Aufgabe:
Liste alle Albumtitel auf, die im Textauszug über Paradise Lost in Anführungszeichen stehen.

Als Death-Metal-Band Ende der 80er Jahre gegründet, gaben sie Anfang der 90er dem Gothic-Metal mit dem gleichnamigen Album ihren Namen und prägten gemeinsam mit My Dying Bride und Anathema als die „Großen Drei“ beim Label Peaceville das Genre. Mitte der 90er waren die Shadowkings mit „Draconian Times“ und „Host“ unter den Fittichen des Labels Music for Nations ganz, ganz oben angekommen. Danach folgten ab Ende der 90er Jahre stilistische Wechsel über Dark Rock und die starke Implementierung von elektonischen Elementen. 2007 schloß sich mit Album Nummer elf, „In Requiem“ eine erste Rückbesinnung auf die frühen, doomig-melancholischen Tage an. Mit dieser ersten nostalgischen Rückschau definierte das Quintett seinen eigenen Stil und setzte diese Evolution mit „Faith Divides Us, Death Unites Us“ (2009) und „Tragic Idol“ (2012) fort. Und ja, mit „The Plague Within“ schließt sich der Kreis und Paradise Lost kehren ganz zurück zu ihren Wurzeln vor über 25 Jahren. Das neue Album ist kein klassischer Querschnitt durch das Schaffen der Band und auch keine reine Reise in die Vergangenheit. Es ist das Werk einer Gruppe von Freunden, die die Musik noch genauso liebt wie in ihren Teenager-Jahren und die sich für keine der Stationen auf der langen Reise schämt. Im Gegenteil, sie greift sie selbstbewusst und gereift in authentischer Art und Weise auf und stellt mit diesem spürbar gewachsenen Ansatz nichts weniger als ein Meisterwerk auf die Beine.

Datenzeilen:
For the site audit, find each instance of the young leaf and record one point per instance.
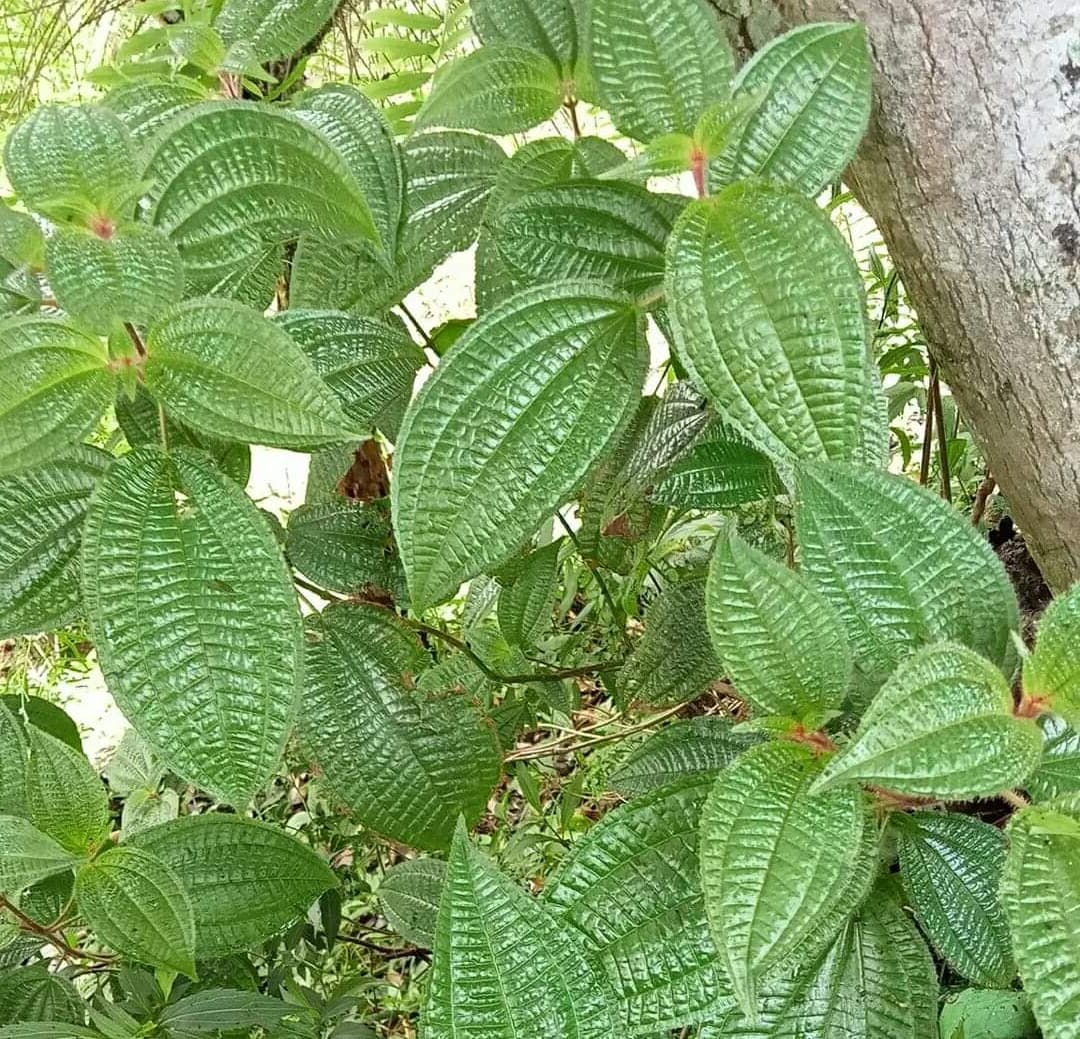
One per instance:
* * *
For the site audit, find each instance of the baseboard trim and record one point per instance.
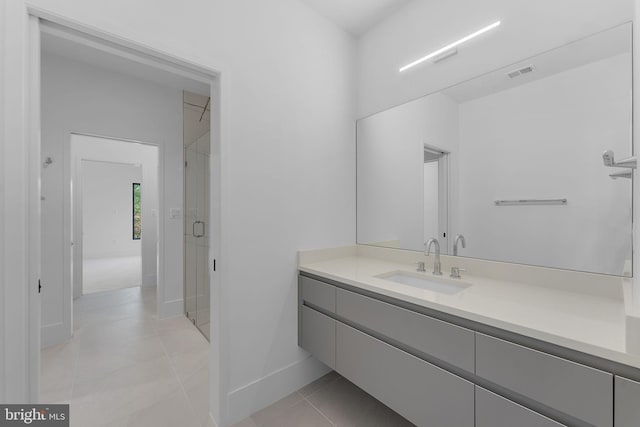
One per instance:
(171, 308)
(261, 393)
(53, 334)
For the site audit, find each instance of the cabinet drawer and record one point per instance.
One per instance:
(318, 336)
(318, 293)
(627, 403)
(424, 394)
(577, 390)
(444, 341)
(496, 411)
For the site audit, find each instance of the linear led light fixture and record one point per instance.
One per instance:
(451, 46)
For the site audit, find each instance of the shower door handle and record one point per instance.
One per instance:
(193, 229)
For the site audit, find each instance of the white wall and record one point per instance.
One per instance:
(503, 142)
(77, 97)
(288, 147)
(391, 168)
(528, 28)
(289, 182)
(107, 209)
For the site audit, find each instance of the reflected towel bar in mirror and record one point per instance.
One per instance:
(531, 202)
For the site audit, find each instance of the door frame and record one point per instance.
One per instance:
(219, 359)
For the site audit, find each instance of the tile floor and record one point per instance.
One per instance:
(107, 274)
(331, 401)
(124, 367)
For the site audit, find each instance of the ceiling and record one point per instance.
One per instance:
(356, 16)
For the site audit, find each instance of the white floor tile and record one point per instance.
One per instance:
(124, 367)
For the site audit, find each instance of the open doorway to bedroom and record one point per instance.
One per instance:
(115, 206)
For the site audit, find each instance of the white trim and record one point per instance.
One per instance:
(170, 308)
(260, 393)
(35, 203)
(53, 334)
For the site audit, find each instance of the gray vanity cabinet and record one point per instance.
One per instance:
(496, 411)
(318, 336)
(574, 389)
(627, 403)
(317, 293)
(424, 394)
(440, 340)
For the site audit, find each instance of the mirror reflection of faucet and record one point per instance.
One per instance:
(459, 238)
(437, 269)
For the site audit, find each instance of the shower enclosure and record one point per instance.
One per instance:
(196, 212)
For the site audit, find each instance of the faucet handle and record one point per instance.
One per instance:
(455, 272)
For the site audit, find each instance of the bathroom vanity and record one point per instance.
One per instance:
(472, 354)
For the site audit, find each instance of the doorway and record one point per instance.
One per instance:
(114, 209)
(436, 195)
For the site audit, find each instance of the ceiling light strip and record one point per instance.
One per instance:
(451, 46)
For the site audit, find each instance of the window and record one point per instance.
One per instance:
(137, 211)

Ergebnis:
- „Draconian Times“
- „Host“
- „In Requiem“
- „Faith Divides Us, Death Unites Us“
- „Tragic Idol“
- „The Plague Within“